§ What needs to be done
Output each record exactly, with nothing omitted.

----- Source data

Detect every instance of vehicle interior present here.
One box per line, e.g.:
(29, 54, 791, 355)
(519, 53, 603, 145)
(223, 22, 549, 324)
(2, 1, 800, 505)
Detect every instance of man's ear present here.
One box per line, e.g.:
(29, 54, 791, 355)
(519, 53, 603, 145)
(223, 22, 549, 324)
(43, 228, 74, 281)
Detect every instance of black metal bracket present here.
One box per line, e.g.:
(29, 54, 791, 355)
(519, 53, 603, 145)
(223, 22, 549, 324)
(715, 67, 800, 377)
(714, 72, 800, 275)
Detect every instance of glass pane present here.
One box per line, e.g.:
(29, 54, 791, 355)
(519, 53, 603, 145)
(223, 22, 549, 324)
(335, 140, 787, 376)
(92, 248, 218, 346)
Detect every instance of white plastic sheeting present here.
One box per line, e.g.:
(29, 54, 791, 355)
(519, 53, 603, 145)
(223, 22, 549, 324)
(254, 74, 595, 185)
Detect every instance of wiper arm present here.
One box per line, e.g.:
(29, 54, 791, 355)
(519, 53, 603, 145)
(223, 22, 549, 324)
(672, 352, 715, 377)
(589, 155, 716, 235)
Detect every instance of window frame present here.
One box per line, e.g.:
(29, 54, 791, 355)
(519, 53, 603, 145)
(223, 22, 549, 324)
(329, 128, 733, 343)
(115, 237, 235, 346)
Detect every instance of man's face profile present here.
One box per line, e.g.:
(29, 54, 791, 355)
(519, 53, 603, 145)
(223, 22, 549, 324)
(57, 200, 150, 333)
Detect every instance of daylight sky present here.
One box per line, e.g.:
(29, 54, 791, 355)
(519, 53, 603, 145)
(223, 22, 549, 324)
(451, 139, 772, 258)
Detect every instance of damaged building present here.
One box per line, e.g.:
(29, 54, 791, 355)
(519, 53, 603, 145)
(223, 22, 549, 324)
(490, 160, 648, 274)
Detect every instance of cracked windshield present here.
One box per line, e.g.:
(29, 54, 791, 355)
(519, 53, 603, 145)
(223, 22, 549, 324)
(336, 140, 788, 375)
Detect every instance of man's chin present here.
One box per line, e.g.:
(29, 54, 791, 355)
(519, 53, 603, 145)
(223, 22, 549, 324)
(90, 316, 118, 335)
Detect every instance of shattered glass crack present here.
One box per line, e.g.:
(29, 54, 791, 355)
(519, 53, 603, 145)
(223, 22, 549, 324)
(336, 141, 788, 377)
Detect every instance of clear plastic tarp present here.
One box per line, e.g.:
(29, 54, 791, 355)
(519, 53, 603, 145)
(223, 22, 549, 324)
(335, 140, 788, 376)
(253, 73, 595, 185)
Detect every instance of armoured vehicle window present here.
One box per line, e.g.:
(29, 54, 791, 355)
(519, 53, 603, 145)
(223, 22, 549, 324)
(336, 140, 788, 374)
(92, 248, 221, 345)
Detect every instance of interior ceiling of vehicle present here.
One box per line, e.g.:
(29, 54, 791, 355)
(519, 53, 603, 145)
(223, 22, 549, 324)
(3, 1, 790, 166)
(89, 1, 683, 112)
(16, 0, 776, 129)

----------

§ Solution to this problem
Detect every instance of vehicle interior present here.
One box per line, e.g.:
(29, 54, 791, 355)
(519, 53, 603, 145)
(223, 22, 549, 324)
(2, 1, 800, 505)
Detect every instance of man's ear present here.
One box per line, e.g.:
(29, 54, 791, 355)
(519, 53, 603, 145)
(223, 22, 549, 324)
(43, 228, 74, 281)
Detect every instance of black metal bracket present here.
One box per line, e.g.:
(29, 54, 791, 355)
(519, 53, 603, 145)
(223, 22, 549, 324)
(715, 67, 800, 377)
(714, 72, 800, 275)
Detect every instance of glass pane present here.
One box per line, e.g.:
(29, 54, 791, 355)
(519, 53, 603, 145)
(223, 22, 549, 324)
(335, 140, 787, 376)
(92, 248, 218, 346)
Detect every instance of white plastic sheeting present here.
One box per line, e.g.:
(29, 54, 791, 355)
(519, 53, 603, 145)
(223, 22, 549, 324)
(254, 74, 595, 185)
Detect every instance of wiper arm present here.
One box per line, e.g.:
(29, 54, 791, 355)
(519, 53, 603, 145)
(223, 22, 549, 324)
(672, 352, 715, 377)
(589, 155, 716, 235)
Detect every instance of window frame present here.
One box per line, e.g.:
(29, 54, 791, 355)
(519, 53, 603, 145)
(223, 22, 549, 324)
(329, 128, 733, 343)
(115, 237, 235, 346)
Detect every instance of man's face profile present here.
One box per line, e.g.:
(29, 54, 791, 355)
(519, 53, 603, 145)
(223, 22, 549, 324)
(57, 200, 150, 333)
Detect every instance of daylight sky present here.
One box per line, e.g.:
(29, 54, 791, 355)
(519, 53, 603, 145)
(223, 22, 549, 324)
(451, 139, 772, 258)
Detect every instance of damaged building present here.
One box per line, e.g.:
(29, 54, 791, 355)
(519, 53, 603, 145)
(223, 22, 549, 324)
(490, 160, 648, 274)
Detect every instance of cracked windshield present here.
One box per line, e.g.:
(29, 54, 791, 355)
(519, 53, 603, 145)
(223, 22, 549, 324)
(336, 140, 788, 375)
Detect every instance of man's chin present here.
One box per line, e.g.:
(29, 54, 791, 355)
(519, 53, 603, 145)
(223, 22, 549, 324)
(90, 316, 118, 335)
Detect every instance of shattered glass crack present here.
One box per line, e.g.:
(29, 54, 791, 355)
(519, 53, 603, 145)
(223, 22, 549, 324)
(336, 141, 788, 377)
Detect every instance of clear plastic tarp present here.
One box per line, e.g.:
(29, 54, 791, 355)
(519, 53, 603, 145)
(223, 22, 549, 324)
(335, 140, 788, 376)
(253, 73, 595, 185)
Detect every instance of armoured vehicle window present here.
One box per line, e.g.:
(29, 54, 791, 355)
(519, 53, 603, 145)
(223, 22, 549, 324)
(336, 140, 788, 374)
(92, 248, 221, 345)
Detect every instance of interior ceiling of vehicle present here.
One box per line, e.g.:
(29, 54, 791, 355)
(519, 53, 603, 145)
(223, 22, 549, 324)
(3, 1, 790, 166)
(89, 1, 683, 112)
(16, 0, 776, 129)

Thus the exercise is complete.